● Vos consignes: Recopiez le passage de l'extrait source ci-dessous qui va de « - fixer toutes » jusqu'à « à leur paiement. », en remplaçant « mandataire judiciaire » par « administrateur judiciaire ».

● Extrait source:

______

Par dernières conclusions en date du 2 janvier 2019, auxquelles il est renvoyé pour un exposé complet des moyens et prétentions, l'Unedic Délégation Ags Cgea de Marseille demande à la cour de :

- in limine litis, le mettre hors de cause en l'état de la procédure de sauvegarde en date du 4 avril 2017 et du plan de sauvegarde en date du 15 novembre 2018 conformément aux dispositions des articles L625-3 du code de commerce et L3253-8 2°) du code du travail,

En toute hypothèse,

- dire qu'en l'état de la procédure de sauvegarde et du plan de sauvegarde, la Selarl [J] [TB] est in bonis,

- dire exclues de la garantie de l'Ags les sommes réclamées par Madame [A] en l'absence de licenciement pour motif économique prononcé dans les périodes visées par l'article L3253-8 2° a) et b),

- dire que les demandes fondées sur la résistance abusive et les dispositions de l'article 700 du code de procédure civile ne rentrent pas dans la cadre de la garantie de l'Ags,

Au fond,

A titre principal,

- confirmer le jugement entrepris en ce qu'il a débouté Madame [A] de sa demande d'indemnité pour irrégularité de procédure,

- réformer le jugement entrepris en ce qu'il a fait droit à la demande de résiliation judiciaire du contrat de travail de Madame [A] aux torts exclusifs de l'employeur et lui a fait produire les effets d'un licenciement nul,

- en conséquence, débouter Madame [A] de ses demandes au titre de la résiliation judiciaire du contrat de travail aux torts exclusifs de l'employeur, des dommages et intérêts pour nullité du licenciement, pour manquement à l'obligation de sécurité de résultat, pour préjudice moral, d'indemnité de licenciement, d'indemnité compensatrice de préavis outre congés payés y afférents, d'indemnité compensatrice de congés payés et d'indemnité pour irrégularité de la procédure,

- débouter Madame [A] de ses demandes de rappel de salaire outre congés payés afférents,

Subsidiairement,

- débouter Madame [A] de ses demandes au titre des dommages et intérêts pour manquement à l'obligation de sécurité de résultat, pour préjudice moral, pour irrégularité de procédure,

- débouter Madame [A] de ses demandes de rappel de salaire outre congés payés afférents,

- réduire les sommes allouées à titre d'indemnité de licenciement, d'indemnité compensatrice de préavis outre congés payés afférents et d'indemnité compensatrice de congés payés,

- dire que la garantie de l'Ags ne pourra être que subsidiaire, l'employeur étant in bonis,

En tout état de cause,

- fixer toutes créances en quittance ou deniers,

- dire et juger que l'Ags ne devra procéder à l'avance des créances visées aux articles L 3253-6 à 8 du code du travail que dans les termes et les conditions résultant des dispositions des articles L 3253-15 et L 3253-17 du code du travail,

- dire et juger que la garantie de l'Ags est plafonnée, toutes créances avancées pour le compte du salarié, à un des trois plafonds définis à l'article D 3253-5 du code du travail,

- dire et juger que l'obligation du Cgea de faire l'avance de la somme à laquelle serait évalué le montant total des créances garanties, compte tenu du plafond applicable, ne pourra s'exécuter que sur présentation d'un relevé par mandataire judiciaire et justification par celui-ci de l'absence de fonds disponibles entre ses mains pour procéder à leur paiement.

______

● Données listées:
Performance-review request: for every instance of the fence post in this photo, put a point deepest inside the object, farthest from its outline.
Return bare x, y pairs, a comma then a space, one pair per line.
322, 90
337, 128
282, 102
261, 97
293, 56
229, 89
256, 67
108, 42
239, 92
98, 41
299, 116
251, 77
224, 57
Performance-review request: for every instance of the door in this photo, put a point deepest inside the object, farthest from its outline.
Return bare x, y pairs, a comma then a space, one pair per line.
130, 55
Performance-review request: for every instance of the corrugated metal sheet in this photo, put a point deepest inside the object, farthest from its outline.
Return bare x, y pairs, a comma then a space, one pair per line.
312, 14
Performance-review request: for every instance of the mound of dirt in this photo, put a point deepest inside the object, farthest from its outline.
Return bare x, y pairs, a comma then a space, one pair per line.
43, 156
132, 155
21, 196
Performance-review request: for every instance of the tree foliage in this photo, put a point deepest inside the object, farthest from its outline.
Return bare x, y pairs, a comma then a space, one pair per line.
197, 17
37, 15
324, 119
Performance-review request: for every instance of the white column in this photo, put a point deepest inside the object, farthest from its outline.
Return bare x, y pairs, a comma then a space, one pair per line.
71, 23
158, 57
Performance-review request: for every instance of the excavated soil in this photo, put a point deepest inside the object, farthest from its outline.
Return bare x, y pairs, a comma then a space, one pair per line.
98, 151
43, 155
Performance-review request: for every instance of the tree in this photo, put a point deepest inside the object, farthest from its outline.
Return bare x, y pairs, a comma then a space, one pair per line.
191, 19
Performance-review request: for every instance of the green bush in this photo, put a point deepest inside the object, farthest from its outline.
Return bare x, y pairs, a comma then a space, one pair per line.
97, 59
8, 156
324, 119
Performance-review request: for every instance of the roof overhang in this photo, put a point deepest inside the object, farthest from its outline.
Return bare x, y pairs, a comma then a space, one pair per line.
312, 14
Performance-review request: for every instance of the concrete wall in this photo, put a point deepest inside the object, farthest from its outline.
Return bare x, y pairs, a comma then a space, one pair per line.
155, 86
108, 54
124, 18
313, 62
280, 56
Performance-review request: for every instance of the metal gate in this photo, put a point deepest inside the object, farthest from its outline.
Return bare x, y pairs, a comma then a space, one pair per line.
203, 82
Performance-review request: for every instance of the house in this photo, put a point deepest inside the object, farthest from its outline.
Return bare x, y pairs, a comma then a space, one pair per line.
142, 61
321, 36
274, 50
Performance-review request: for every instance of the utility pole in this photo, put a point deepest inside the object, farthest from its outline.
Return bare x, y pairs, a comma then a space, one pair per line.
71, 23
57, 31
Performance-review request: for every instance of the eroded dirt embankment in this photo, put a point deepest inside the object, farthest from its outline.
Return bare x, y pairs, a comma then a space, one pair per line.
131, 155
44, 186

______

● Tâche accomplie:
- fixer toutes créances en quittance ou deniers,

- dire et juger que l'Ags ne devra procéder à l'avance des créances visées aux articles L 3253-6 à 8 du code du travail que dans les termes et les conditions résultant des dispositions des articles L 3253-15 et L 3253-17 du code du travail,

- dire et juger que la garantie de l'Ags est plafonnée, toutes créances avancées pour le compte du salarié, à un des trois plafonds définis à l'article D 3253-5 du code du travail,

- dire et juger que l'obligation du Cgea de faire l'avance de la somme à laquelle serait évalué le montant total des créances garanties, compte tenu du plafond applicable, ne pourra s'exécuter que sur présentation d'un relevé par administrateur judiciaire et justification par celui-ci de l'absence de fonds disponibles entre ses mains pour procéder à leur paiement.